▶ _Text shown_:

- Wu (left) and Qu
- Location: 2700 Raymond Avenue, Los Angeles, California, United States
- Date: April 11, 2012 1:00 a.m. (PST)
- Attack type: Double murder, shooting, robbery
- Deaths: 2
- Perpetrators: Javier Bolden Bryan Barnes
- Convictions: First-degree murder under special circumstances (2 counts)

= Murders of Ming Qu and Ying Wu =

On April 11, 2012, in Los Angeles, California, US

On April 11, 2012, Chinese graduate students Ming Qu and Ying Wu were murdered by two men in Los Angeles, California. The pair had been sitting in a car parked 1 mi outside of the University of Southern California (USC) campus. The murders sparked safety concerns around the campus in South Los Angeles, an area notorious for its history of crime-ridden neighborhoods.

The two perpetrators, Javier Bolden and Bryan Barnes, aged 19 and 20 at the time of the shooting, were arrested in connection with the murders. In February 2014, Barnes was found guilty of murder and sentenced to life imprisonment without parole. In October of the same year, Bolden was also found guilty, and in November was sentenced to life imprisonment without parole.

== Background ==
Ming Qu (瞿铭) was from Jilin City. He had previously studied information engineering at Beijing University of Aeronautics and Astronautics. Shortly before his death, Qu had secured an internship in Beijing and was set to return to China on May 1.

▶ _Supplied information_:

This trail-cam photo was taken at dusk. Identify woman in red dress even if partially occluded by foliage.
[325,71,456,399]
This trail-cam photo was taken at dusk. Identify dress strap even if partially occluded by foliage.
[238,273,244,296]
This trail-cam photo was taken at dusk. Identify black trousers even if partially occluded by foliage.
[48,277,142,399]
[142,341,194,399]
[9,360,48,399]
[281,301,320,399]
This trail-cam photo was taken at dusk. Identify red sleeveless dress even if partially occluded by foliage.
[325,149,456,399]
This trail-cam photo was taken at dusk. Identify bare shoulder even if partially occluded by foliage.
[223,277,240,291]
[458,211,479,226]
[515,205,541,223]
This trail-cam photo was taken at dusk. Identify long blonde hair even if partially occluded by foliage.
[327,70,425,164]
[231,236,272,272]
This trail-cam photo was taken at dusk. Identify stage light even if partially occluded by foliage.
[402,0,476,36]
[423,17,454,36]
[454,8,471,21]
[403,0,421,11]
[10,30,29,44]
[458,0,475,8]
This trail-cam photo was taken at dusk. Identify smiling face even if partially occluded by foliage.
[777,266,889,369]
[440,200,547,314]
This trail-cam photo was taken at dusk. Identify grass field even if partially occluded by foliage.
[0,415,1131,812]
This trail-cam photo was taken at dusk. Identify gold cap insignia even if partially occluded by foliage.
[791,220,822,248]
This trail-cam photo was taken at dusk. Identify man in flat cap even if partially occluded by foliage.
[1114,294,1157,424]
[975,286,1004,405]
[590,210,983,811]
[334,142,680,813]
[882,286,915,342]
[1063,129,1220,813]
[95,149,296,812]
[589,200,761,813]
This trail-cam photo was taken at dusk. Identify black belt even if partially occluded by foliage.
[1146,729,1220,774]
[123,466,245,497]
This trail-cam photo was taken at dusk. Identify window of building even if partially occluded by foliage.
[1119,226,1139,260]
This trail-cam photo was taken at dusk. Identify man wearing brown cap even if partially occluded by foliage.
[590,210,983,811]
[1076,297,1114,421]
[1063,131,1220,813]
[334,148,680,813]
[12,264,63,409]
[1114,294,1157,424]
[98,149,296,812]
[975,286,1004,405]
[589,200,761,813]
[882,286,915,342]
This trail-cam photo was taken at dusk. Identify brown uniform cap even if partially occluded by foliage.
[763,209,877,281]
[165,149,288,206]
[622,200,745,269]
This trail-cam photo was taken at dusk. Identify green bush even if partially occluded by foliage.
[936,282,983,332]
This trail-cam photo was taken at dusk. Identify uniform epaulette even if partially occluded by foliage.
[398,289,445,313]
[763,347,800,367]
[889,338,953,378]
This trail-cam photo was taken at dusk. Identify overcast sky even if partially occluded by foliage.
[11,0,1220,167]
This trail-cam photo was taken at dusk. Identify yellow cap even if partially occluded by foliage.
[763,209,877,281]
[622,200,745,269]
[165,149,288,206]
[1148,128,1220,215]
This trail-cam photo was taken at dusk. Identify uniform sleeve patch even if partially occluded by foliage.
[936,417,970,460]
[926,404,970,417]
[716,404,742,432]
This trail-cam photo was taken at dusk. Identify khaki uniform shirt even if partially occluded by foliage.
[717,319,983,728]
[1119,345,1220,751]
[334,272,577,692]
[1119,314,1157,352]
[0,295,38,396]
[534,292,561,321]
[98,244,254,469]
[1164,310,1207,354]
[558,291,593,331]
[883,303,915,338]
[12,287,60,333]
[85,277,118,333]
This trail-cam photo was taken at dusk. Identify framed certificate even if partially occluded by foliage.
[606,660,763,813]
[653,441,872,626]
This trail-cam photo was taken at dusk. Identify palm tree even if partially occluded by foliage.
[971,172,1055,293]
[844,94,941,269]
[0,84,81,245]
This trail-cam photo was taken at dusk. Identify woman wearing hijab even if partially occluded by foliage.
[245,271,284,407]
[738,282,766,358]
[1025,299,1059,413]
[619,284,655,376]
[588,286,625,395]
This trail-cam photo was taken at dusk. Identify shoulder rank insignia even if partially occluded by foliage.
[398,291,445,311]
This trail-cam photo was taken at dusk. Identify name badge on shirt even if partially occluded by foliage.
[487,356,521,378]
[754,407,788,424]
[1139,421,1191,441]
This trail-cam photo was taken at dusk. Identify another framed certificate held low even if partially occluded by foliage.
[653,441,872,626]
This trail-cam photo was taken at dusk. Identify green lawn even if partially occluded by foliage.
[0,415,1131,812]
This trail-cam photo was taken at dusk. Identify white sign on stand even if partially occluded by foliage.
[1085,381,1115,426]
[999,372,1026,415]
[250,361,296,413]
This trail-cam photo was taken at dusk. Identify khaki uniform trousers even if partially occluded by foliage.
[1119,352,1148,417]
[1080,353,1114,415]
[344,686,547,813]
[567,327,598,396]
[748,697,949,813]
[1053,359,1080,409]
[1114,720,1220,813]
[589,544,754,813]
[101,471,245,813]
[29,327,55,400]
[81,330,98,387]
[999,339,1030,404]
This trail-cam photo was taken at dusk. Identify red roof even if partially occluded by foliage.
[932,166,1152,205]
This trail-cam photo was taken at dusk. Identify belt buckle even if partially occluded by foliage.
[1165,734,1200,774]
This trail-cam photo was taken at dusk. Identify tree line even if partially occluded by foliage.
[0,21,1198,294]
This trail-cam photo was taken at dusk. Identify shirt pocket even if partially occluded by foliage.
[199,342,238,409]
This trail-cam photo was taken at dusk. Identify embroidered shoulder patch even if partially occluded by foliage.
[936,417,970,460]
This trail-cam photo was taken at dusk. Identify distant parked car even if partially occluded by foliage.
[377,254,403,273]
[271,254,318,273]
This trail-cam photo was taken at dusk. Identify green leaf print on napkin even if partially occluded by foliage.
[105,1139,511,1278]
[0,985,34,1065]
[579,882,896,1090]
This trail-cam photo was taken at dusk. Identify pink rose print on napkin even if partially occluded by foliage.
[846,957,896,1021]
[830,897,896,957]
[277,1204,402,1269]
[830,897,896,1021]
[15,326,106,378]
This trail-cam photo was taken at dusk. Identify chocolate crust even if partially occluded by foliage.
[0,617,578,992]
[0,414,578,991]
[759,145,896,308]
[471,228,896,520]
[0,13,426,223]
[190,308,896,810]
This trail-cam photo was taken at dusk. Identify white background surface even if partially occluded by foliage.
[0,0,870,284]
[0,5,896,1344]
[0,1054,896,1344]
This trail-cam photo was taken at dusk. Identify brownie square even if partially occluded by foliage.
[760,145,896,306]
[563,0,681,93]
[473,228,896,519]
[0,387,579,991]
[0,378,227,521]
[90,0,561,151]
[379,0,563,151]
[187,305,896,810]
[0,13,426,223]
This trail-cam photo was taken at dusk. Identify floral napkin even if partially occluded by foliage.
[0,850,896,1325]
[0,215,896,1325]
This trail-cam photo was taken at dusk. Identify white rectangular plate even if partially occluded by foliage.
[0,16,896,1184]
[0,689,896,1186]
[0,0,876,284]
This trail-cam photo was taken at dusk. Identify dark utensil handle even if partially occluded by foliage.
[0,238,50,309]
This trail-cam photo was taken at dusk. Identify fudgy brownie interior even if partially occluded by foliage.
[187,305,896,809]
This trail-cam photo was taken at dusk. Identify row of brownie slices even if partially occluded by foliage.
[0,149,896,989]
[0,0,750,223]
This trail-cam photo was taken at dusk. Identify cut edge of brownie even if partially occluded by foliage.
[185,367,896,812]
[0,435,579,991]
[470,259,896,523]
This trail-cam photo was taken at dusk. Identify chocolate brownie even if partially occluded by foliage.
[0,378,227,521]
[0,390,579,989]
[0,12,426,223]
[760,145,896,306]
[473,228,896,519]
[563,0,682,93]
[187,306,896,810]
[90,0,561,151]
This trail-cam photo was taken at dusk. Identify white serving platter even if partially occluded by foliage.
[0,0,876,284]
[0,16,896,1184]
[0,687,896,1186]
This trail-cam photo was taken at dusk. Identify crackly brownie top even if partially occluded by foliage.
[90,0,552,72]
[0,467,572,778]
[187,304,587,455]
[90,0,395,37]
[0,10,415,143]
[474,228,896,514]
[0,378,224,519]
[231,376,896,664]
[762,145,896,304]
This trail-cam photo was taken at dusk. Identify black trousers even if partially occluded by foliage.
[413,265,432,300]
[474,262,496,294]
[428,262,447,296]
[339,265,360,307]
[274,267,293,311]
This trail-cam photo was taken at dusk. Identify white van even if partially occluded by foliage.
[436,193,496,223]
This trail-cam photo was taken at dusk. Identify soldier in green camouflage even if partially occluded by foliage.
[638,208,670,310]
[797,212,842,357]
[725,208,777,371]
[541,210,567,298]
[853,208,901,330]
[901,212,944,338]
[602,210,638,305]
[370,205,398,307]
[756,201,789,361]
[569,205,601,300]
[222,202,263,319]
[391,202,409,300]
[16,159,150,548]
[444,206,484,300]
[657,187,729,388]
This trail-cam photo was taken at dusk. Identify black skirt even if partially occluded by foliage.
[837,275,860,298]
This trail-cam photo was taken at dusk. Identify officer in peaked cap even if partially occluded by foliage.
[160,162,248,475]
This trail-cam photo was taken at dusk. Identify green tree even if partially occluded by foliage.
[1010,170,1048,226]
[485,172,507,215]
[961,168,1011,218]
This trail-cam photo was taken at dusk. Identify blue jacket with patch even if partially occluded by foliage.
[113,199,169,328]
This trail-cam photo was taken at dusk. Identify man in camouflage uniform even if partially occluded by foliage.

▶ _What this task involves_: Continue the article on the murders of Ming Qu and Ying Wu, picking up after its final sentence. The material has no connection to the article about the murders.

▶ _Result of the task_:
Ying Wu (吴颖) was from Changde, Hunan. She had previously studied at the School of Electrical Engineering at Beijing Jiaotong University.

In 2010, Qu and Wu enrolled at USC School of Engineering to complete a master's degree in electrical engineering. Both lived off-campus with roommates as they were unable to afford USC dormitories. Qu and Wu were 23 years old at the time of their death.

==Details==
On the night of April 11, 2012, Qu and Wu stayed late at the University of Southern California, separately studying for projects at the library. At about 12:30 a.m., they left the university and entered Qu's car, a 2003 BMW, and drove towards Wu's apartment on the 2700 block of Raymond Avenue in the Adams-Normandie neighborhood, arriving there shortly before 1:00 a.m. Qu intended to drop Wu off and head for his own residence, but upon arrival, they ended up staying inside the car to continue a conversation on the parking lot.

At about 1:00 a.m., Bolden and Barnes approached the car, openly wielding firearms. Qu managed to get out of the car and run to a nearby home where he pounded on the door but was shot several times in the head. Wu was killed by a single shot to the chest while she was sitting in the front passenger's seat. At the time of the shooting, it was raining heavily, creating challenging conditions at the crime scene. Qu and Wu were both taken to California Hospital Medical Center in downtown Los Angeles, where they were both pronounced dead on arrival.

===Arrests===
Police traced Wu's cell phone taken by the perpetrators from the scene of the shooting. On May 18, 2012, tracking of the device led to the arrest of Bryan Barnes, 20 years old, who was living near USC's campus in the South Los Angeles area. A second suspect, 19-year-old Javier Bolden, a resident of Palmdale, was detained that day. They were both charged with two counts of murder.

Bolden and Barnes were also charged with attempted murder in an unrelated shooting in December 2011 at a party in South Los Angeles, which left a woman seriously wounded and a man paralyzed.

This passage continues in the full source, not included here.